Work instruction A - In the passage on building a resilient tech stack, list the things a detailed risk profile will include.
Work instruction B - Return the part of the passage on building a resilient tech stack that runs from "Let’s look at" to "resilient technology stack.", copied word for word.

Extract to read -
----

Let’s look at how startups can build a resilient tech stack and strengthen IT resilience.
Designing a Resilient Tech Stack
McKinsey identifies seven critical steps to building a resilient technology stack.
Focus on User Journey
Instead of focusing on the critical assets- systems and applications- organizations should solve the weakest link in the customer journey. This will help organizations move away from the duct-taping approach and help identify the critical components of the user journey that may make or break their experience.
IT resilience, in effect, is not about modernizing applications but about understanding how all applications, API calls and third-party dependencies work in tandem to result in a unified customer journey and then identifying the critical components to strengthen.
Instead of viewing resiliency as an IT infrastructure issue, companies should take a risk-based approach. The first can be a business-driven, top-down approach that prioritizes journeys related to risk. For instance, companies should ask which customer journeys significantly impact revenue and customer satisfaction.
And the second approach can be bottom-up, which calculates a technology component’s risk profile to create a risk profile of that particular asset. A detailed risk profile will include the probability of failure, its impact and the ability to detect and minimize it.

----

Point localization data
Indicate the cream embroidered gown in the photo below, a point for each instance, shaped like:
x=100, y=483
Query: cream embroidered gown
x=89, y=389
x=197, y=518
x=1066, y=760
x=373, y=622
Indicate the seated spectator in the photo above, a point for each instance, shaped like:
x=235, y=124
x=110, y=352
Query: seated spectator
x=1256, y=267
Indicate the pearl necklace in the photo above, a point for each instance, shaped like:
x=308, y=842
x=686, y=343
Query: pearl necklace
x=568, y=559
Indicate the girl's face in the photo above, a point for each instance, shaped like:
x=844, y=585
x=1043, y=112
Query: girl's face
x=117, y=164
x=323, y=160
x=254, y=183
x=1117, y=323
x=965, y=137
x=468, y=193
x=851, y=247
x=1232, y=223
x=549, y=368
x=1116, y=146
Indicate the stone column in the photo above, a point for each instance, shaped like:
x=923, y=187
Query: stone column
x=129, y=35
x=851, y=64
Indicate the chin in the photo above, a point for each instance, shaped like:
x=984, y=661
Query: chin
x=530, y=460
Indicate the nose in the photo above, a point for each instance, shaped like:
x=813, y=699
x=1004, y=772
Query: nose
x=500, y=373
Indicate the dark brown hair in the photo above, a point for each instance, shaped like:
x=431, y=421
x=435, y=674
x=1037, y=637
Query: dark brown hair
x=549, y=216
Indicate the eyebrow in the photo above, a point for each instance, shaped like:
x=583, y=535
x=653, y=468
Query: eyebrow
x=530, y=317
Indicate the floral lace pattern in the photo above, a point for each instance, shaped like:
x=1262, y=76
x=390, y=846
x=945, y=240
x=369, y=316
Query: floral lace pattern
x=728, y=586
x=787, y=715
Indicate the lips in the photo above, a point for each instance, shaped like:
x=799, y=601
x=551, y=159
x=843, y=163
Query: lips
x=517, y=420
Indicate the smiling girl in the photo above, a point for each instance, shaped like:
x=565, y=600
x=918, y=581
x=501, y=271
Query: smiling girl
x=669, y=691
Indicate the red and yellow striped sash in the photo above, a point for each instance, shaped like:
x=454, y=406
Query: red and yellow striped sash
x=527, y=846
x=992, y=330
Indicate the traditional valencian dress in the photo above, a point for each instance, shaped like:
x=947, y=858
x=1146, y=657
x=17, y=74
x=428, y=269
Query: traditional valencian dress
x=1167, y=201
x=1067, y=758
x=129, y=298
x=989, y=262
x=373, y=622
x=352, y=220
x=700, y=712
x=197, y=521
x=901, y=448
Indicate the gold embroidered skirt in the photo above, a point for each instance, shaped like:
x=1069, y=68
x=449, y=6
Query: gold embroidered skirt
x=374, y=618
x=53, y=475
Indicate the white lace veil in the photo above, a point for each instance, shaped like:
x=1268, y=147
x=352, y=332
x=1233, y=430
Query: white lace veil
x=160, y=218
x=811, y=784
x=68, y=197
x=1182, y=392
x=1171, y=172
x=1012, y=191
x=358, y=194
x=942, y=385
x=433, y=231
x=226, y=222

----

Task output A -
- The probability of failure
- Its impact
- The ability to detect and minimize it

Task output B -
Let’s look at how startups can build a resilient tech stack and strengthen IT resilience.
Designing a Resilient Tech Stack
McKinsey identifies seven critical steps to building a resilient technology stack.